-- begin --

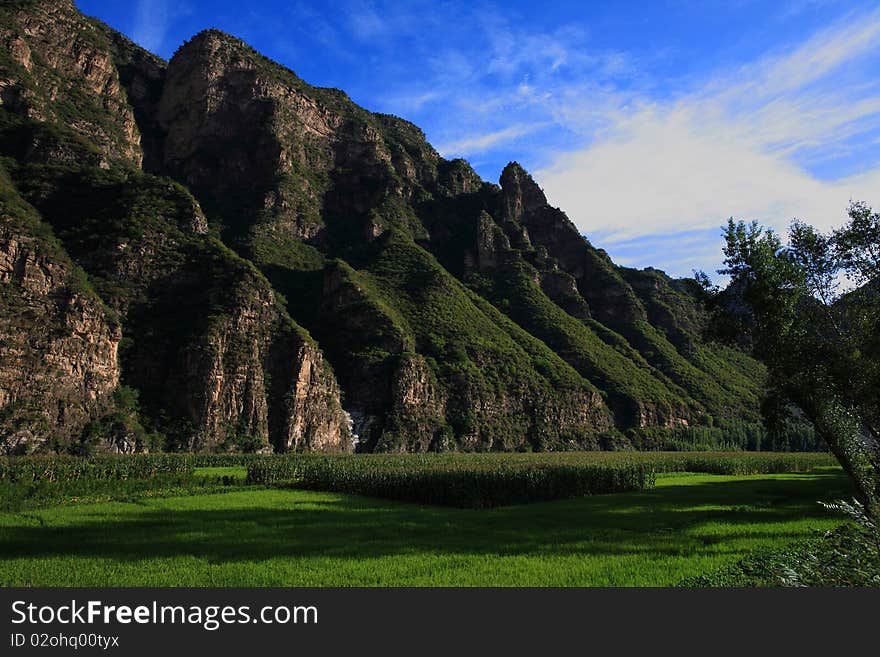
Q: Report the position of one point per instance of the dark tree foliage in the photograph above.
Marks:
(810, 310)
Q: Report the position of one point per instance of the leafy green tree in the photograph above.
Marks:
(810, 309)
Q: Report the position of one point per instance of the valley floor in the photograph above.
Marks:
(688, 525)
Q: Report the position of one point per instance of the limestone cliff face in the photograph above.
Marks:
(58, 347)
(611, 300)
(271, 248)
(254, 374)
(52, 54)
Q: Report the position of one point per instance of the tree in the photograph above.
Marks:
(821, 345)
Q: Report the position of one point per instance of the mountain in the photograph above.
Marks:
(210, 253)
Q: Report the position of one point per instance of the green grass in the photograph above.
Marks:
(689, 524)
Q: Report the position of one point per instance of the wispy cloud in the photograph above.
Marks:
(481, 143)
(739, 145)
(152, 18)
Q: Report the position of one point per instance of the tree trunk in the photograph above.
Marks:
(858, 453)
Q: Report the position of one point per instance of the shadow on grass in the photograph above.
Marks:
(659, 521)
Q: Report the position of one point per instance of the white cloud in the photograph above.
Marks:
(737, 146)
(481, 143)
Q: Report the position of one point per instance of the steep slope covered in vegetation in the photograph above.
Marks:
(251, 231)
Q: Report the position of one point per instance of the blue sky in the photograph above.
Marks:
(649, 123)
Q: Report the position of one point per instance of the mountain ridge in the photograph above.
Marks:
(288, 267)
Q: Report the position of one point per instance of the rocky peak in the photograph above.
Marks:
(520, 193)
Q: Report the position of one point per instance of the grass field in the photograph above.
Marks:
(687, 525)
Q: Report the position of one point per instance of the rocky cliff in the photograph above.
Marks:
(282, 262)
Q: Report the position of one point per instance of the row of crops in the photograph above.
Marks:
(464, 480)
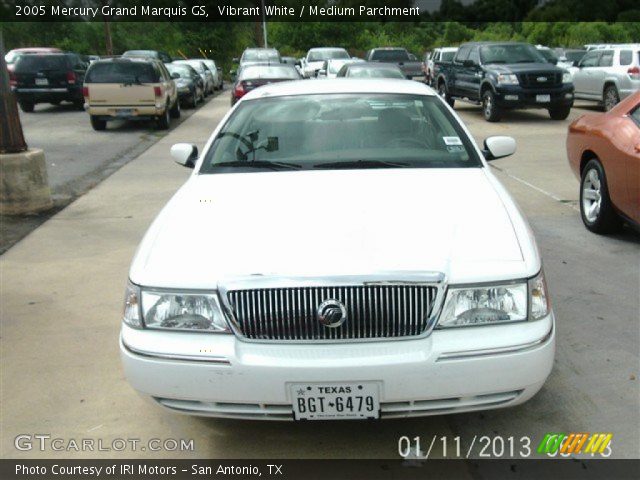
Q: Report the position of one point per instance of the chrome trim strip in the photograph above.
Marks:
(179, 357)
(42, 90)
(495, 351)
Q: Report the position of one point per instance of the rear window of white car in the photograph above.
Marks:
(313, 131)
(122, 72)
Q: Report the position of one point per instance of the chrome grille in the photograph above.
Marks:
(373, 311)
(532, 80)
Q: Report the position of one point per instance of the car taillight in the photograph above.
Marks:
(239, 91)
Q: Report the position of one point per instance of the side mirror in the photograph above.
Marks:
(185, 154)
(498, 147)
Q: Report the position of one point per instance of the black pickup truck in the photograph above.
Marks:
(503, 76)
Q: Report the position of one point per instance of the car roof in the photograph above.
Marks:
(340, 85)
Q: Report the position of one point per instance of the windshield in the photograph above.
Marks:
(38, 63)
(269, 71)
(183, 70)
(549, 55)
(340, 131)
(448, 56)
(511, 53)
(321, 55)
(260, 56)
(375, 72)
(122, 72)
(390, 55)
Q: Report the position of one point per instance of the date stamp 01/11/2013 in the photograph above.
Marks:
(498, 446)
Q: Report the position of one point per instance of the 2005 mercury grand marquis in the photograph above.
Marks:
(341, 251)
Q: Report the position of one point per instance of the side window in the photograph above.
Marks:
(626, 56)
(606, 60)
(475, 56)
(635, 115)
(590, 59)
(463, 54)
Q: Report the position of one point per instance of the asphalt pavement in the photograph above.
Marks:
(61, 301)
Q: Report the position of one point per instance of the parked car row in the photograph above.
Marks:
(139, 85)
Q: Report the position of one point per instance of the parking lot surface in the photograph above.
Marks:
(77, 158)
(62, 293)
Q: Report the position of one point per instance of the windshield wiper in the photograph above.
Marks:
(259, 164)
(361, 164)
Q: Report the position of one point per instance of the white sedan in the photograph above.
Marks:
(341, 251)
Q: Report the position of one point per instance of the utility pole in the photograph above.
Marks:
(11, 136)
(264, 27)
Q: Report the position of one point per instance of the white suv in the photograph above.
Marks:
(350, 255)
(607, 75)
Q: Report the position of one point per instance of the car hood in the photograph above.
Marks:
(341, 222)
(523, 67)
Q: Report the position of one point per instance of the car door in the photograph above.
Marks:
(586, 70)
(598, 74)
(633, 168)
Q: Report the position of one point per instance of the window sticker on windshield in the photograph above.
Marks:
(452, 140)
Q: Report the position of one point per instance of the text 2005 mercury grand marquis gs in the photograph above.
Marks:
(341, 251)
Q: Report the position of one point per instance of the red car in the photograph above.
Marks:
(604, 152)
(12, 55)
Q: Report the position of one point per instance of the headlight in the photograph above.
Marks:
(538, 296)
(508, 79)
(182, 311)
(131, 314)
(495, 304)
(163, 310)
(484, 305)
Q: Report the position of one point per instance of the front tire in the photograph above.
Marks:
(98, 124)
(26, 106)
(610, 97)
(175, 110)
(164, 120)
(559, 113)
(490, 111)
(596, 208)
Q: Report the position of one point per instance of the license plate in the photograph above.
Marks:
(335, 401)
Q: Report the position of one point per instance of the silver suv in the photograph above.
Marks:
(607, 75)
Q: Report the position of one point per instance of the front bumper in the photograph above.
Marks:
(449, 371)
(514, 96)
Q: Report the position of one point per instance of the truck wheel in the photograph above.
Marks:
(175, 110)
(596, 208)
(98, 124)
(26, 106)
(442, 91)
(164, 120)
(611, 97)
(559, 113)
(491, 112)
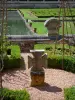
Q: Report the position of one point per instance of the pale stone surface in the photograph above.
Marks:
(53, 26)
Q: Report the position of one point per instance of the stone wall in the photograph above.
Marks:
(25, 46)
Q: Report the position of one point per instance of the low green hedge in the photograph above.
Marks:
(14, 94)
(13, 60)
(55, 61)
(69, 93)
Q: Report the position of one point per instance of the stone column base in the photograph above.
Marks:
(37, 78)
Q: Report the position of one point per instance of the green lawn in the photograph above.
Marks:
(41, 29)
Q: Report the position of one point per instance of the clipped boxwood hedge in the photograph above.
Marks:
(55, 61)
(14, 94)
(69, 93)
(13, 60)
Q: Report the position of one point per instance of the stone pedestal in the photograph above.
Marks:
(37, 72)
(37, 78)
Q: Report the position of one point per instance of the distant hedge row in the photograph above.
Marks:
(13, 60)
(55, 61)
(52, 12)
(7, 94)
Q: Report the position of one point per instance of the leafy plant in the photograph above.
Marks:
(69, 93)
(14, 94)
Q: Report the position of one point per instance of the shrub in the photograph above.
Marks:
(69, 93)
(55, 61)
(13, 60)
(14, 94)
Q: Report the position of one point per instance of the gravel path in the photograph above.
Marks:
(55, 82)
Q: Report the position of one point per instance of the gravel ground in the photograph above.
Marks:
(55, 81)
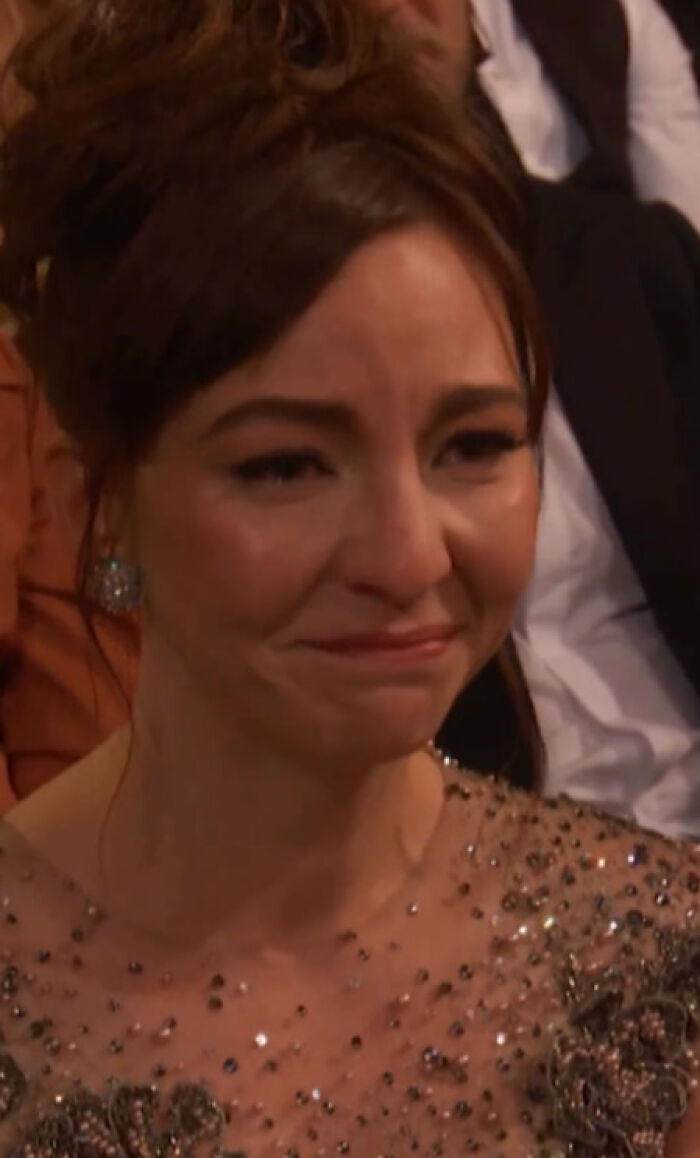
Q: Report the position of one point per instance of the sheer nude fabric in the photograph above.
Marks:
(468, 1017)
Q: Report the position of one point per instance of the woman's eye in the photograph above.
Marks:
(479, 446)
(281, 468)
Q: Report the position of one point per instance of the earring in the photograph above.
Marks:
(115, 585)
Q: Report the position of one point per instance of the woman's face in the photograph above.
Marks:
(334, 537)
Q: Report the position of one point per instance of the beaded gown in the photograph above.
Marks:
(531, 991)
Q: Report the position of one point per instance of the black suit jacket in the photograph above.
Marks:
(619, 285)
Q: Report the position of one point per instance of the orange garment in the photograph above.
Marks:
(58, 698)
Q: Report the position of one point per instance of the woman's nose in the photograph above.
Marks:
(396, 543)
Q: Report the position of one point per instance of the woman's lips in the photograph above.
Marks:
(421, 640)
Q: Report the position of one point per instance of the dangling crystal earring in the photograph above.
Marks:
(115, 585)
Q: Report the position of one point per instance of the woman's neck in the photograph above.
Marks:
(211, 829)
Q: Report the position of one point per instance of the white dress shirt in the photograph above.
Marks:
(621, 723)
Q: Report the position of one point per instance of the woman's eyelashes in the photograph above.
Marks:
(287, 468)
(281, 468)
(480, 447)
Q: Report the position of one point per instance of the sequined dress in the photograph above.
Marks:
(532, 991)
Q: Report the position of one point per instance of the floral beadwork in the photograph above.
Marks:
(530, 991)
(130, 1122)
(620, 1077)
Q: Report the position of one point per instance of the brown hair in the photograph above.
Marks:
(188, 175)
(189, 180)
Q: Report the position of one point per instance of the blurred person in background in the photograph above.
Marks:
(602, 105)
(58, 696)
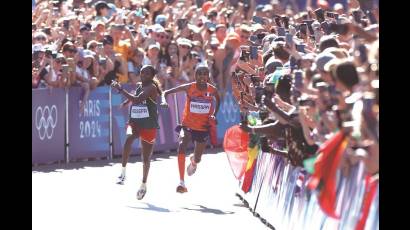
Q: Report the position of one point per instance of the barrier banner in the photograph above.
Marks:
(166, 136)
(228, 114)
(47, 126)
(119, 121)
(89, 131)
(286, 203)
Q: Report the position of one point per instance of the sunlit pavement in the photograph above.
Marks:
(85, 196)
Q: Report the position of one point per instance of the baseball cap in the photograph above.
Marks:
(108, 40)
(157, 28)
(329, 66)
(154, 45)
(60, 56)
(184, 41)
(206, 6)
(37, 48)
(101, 5)
(161, 20)
(256, 27)
(201, 66)
(322, 59)
(272, 64)
(267, 8)
(338, 6)
(259, 7)
(196, 43)
(88, 54)
(94, 24)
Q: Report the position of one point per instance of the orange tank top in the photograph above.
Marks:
(199, 105)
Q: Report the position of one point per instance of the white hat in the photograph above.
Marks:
(37, 48)
(88, 54)
(157, 28)
(154, 45)
(184, 41)
(94, 24)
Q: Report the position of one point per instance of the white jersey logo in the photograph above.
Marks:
(139, 111)
(200, 107)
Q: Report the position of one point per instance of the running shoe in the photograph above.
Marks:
(121, 180)
(190, 170)
(141, 192)
(182, 189)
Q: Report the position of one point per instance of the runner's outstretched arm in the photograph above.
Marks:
(148, 91)
(183, 87)
(218, 100)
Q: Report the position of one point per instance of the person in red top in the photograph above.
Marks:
(201, 105)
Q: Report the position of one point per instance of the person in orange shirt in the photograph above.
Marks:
(200, 107)
(123, 46)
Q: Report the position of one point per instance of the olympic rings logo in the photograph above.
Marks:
(46, 121)
(230, 109)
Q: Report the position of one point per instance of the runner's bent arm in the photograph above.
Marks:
(148, 91)
(183, 87)
(218, 100)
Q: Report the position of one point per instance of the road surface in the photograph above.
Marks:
(85, 196)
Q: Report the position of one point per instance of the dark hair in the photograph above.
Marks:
(266, 57)
(154, 80)
(328, 42)
(280, 52)
(90, 69)
(99, 6)
(346, 74)
(108, 40)
(283, 87)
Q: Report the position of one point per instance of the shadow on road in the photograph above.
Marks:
(103, 163)
(152, 207)
(204, 209)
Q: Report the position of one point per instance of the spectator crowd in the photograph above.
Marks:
(305, 73)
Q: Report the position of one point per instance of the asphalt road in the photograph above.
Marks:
(85, 196)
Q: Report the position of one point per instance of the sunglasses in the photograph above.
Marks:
(162, 36)
(41, 38)
(60, 61)
(244, 37)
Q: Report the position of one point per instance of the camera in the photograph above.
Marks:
(259, 92)
(244, 118)
(341, 29)
(320, 15)
(182, 23)
(285, 20)
(307, 102)
(357, 16)
(245, 54)
(303, 28)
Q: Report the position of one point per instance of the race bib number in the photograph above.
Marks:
(139, 111)
(200, 107)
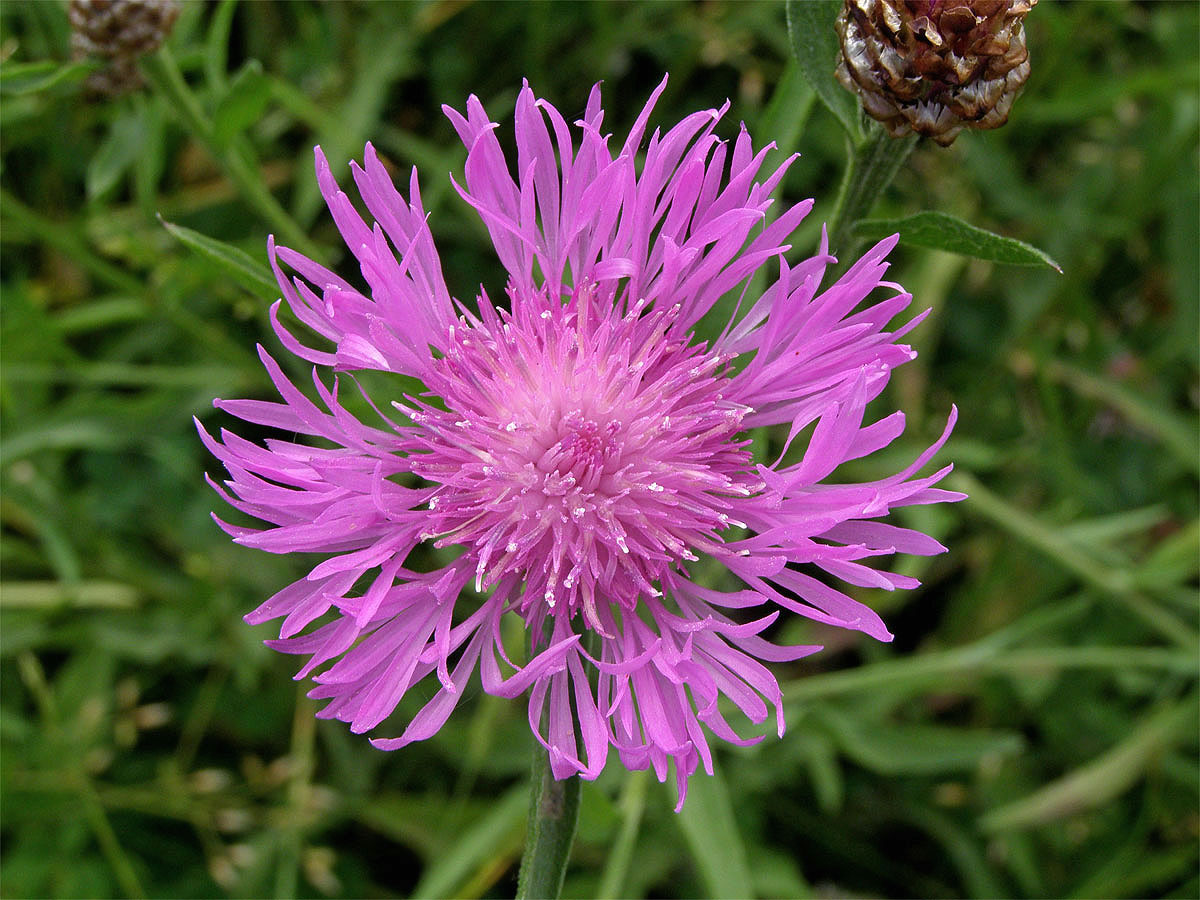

-- end --

§ **CHALLENGE**: Output the lines of the material above as a Markdown table with the columns Row and Line, numbering the rows and omitting blank lines. Begin at the line that contains "plate in the photograph above." and stop after the line that contains "(468, 1017)", including both; leave the pictures out.

§ **TASK OUTPUT**:
| Row | Line |
|---|---|
| 1 | Q: Report the position of one point per instance of the license plate in the photograph above. |
| 2 | Marks: |
| 3 | (335, 401) |
| 4 | Q: Report the position of one point per instance of the silver suv in the photograph above. |
| 5 | Marks: |
| 6 | (607, 75) |
| 7 | Q: Report the position of one point per instance of the front bumper in the photograph above. |
| 8 | Marks: |
| 9 | (449, 371) |
| 10 | (514, 96) |
| 11 | Q: Report the position of one point per instance of the truck wheel in the photograph above. |
| 12 | Marks: |
| 13 | (175, 110) |
| 14 | (596, 208) |
| 15 | (98, 124) |
| 16 | (26, 106) |
| 17 | (442, 91) |
| 18 | (164, 120) |
| 19 | (611, 97) |
| 20 | (559, 113) |
| 21 | (491, 112) |
| 22 | Q: Report the position of one point per instance of the pale stone surface in the photograph above. |
| 23 | Marks: |
| 24 | (53, 26) |
| 25 | Q: Report the position of one point per instance of the stone wall in the photograph above. |
| 26 | Marks: |
| 27 | (25, 46) |
| 28 | Q: Report the position of one point per instance of the low green hedge in the photograph above. |
| 29 | Marks: |
| 30 | (14, 94) |
| 31 | (13, 60) |
| 32 | (55, 61) |
| 33 | (69, 93) |
| 34 | Q: Report the position of one point per instance of the stone column base in the photograph above. |
| 35 | Marks: |
| 36 | (37, 78) |
| 37 | Q: Report the position of one point per instance of the green lawn in the photograph above. |
| 38 | Marks: |
| 39 | (41, 29) |
| 40 | Q: Report the position of one point per instance of the clipped boxwood hedge in the photograph above. |
| 41 | Marks: |
| 42 | (55, 61) |
| 43 | (14, 94) |
| 44 | (69, 93) |
| 45 | (13, 60) |
| 46 | Q: Report the position of one point per instance of the stone pedestal in the photograph above. |
| 47 | Marks: |
| 48 | (37, 72) |
| 49 | (37, 78) |
| 50 | Q: Report the position of one point per instance of the distant hedge row in the photograph above. |
| 51 | Marks: |
| 52 | (13, 60) |
| 53 | (55, 61) |
| 54 | (52, 12) |
| 55 | (7, 94) |
| 56 | Q: Report the position of one point per instance of the leafy plant in the photograph above. |
| 57 | Marks: |
| 58 | (69, 93) |
| 59 | (14, 94) |
| 60 | Q: Report the position of one point per instance of the shrub in the photograph above. |
| 61 | Marks: |
| 62 | (69, 93) |
| 63 | (55, 61) |
| 64 | (13, 60) |
| 65 | (14, 94) |
| 66 | Q: Report the position of one point per instance of the gravel path in the photograph above. |
| 67 | Marks: |
| 68 | (55, 82) |
| 69 | Q: Report the position of one point per instance of the gravel ground in the photograph above. |
| 70 | Marks: |
| 71 | (55, 81) |
| 72 | Q: Report the position of one point per instance of the sheer nude fabric in the photograph above. |
| 73 | Marks: |
| 74 | (468, 1017) |